▶ [Short problem] Can you rewrite every line of these records, requests included, shifting each polygon vertex coordinate in the answers up by 81? Leave the pictures out of what you return.

++++++++

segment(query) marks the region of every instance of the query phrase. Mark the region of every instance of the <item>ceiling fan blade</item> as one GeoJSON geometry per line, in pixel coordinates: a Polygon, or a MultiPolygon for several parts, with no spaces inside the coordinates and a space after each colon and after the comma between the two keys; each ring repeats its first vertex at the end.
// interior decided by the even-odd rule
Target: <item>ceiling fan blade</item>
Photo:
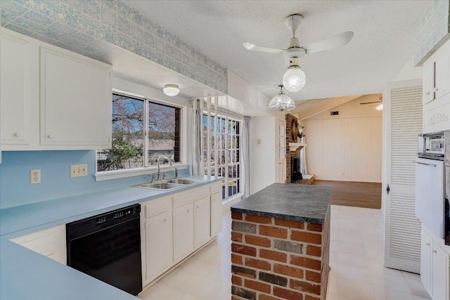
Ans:
{"type": "Polygon", "coordinates": [[[382,103],[382,101],[373,101],[373,102],[364,102],[362,103],[359,103],[359,104],[373,104],[373,103],[382,103]]]}
{"type": "Polygon", "coordinates": [[[304,46],[303,48],[307,51],[307,53],[326,51],[327,50],[334,49],[335,48],[342,47],[350,41],[352,37],[353,32],[347,31],[335,37],[304,46]]]}
{"type": "Polygon", "coordinates": [[[252,51],[269,52],[270,53],[281,53],[283,51],[283,50],[273,48],[259,47],[250,43],[244,43],[244,48],[252,51]]]}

++++++++

▶ [Solution]
segment(query) marks the region of every instance of the query phrase. Mark the region of every instance of the <item>ceiling fan blade</item> as one GeoJSON geometry per line, in pixel coordinates: a Polygon, or a MultiPolygon for several parts, with no spaces inside the coordinates and a space after each colon and after the comma between the two keys; each ring repeats its first vertex at the end.
// interior decided by the even-odd rule
Target: <item>ceiling fan blade</item>
Photo:
Ans:
{"type": "Polygon", "coordinates": [[[463,184],[463,182],[454,182],[454,183],[445,183],[443,184],[440,184],[440,185],[454,185],[454,184],[463,184]]]}
{"type": "Polygon", "coordinates": [[[385,127],[384,129],[388,132],[388,134],[407,132],[408,131],[415,130],[416,129],[423,128],[431,122],[433,118],[434,113],[428,112],[416,118],[385,127]]]}
{"type": "Polygon", "coordinates": [[[333,132],[350,133],[351,134],[362,134],[364,132],[364,131],[354,129],[340,128],[331,124],[325,124],[325,129],[333,132]]]}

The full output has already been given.